Prompt
Could you write out the material again, starting with the line containing "For every instance of the woman in red" and going on through the line containing "[[317, 458], [747, 336]]", both lines included and nothing else, with every coordinate in the answers scaled by 0.65 and rounded to a whole number, halves rounding up? Keep every other line and number exactly the same.

Entries supplied

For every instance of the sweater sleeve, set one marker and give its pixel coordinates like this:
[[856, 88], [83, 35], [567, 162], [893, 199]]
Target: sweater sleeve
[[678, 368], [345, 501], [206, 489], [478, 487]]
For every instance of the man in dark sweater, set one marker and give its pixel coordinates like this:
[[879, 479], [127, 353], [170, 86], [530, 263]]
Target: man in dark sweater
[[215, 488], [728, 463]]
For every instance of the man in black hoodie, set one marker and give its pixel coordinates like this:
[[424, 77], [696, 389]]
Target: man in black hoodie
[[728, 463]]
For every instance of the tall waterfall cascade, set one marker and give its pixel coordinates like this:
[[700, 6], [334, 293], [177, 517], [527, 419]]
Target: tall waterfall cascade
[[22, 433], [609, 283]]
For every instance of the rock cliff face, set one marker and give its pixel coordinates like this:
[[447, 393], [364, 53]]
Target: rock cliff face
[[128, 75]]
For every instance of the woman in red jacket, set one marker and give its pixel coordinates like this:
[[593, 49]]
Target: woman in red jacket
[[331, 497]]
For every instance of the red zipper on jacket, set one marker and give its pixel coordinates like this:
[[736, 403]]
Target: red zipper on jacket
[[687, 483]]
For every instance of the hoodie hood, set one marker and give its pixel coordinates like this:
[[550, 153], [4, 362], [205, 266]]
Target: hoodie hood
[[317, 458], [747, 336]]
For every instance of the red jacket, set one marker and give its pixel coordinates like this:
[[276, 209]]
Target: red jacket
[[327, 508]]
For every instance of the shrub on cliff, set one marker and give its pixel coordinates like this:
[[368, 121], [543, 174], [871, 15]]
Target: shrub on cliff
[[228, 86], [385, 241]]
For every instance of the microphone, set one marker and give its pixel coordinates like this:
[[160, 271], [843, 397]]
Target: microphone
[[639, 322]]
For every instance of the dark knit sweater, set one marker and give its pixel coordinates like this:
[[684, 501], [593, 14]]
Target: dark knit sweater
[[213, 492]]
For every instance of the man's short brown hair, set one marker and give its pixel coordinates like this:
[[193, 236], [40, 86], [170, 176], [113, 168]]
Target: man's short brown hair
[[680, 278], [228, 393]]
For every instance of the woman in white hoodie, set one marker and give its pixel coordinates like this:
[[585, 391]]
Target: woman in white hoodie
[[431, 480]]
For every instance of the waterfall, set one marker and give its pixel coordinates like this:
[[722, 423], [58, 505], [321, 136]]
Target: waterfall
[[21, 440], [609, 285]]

Exercise response
For every instance of the woman in red jacket, set one marker and give its pixel coordinates like this:
[[593, 49]]
Target: woman in red jacket
[[215, 323]]
For every instance of the red zipper on jacket, set one marker and give its pixel coordinates like this:
[[736, 403]]
Target: red zipper on jacket
[[447, 314]]
For every instance of the hoodie hood, set one marker and give its pixel coordinates like this:
[[550, 153], [4, 362], [205, 266]]
Target: hoodie hood
[[206, 298], [486, 218]]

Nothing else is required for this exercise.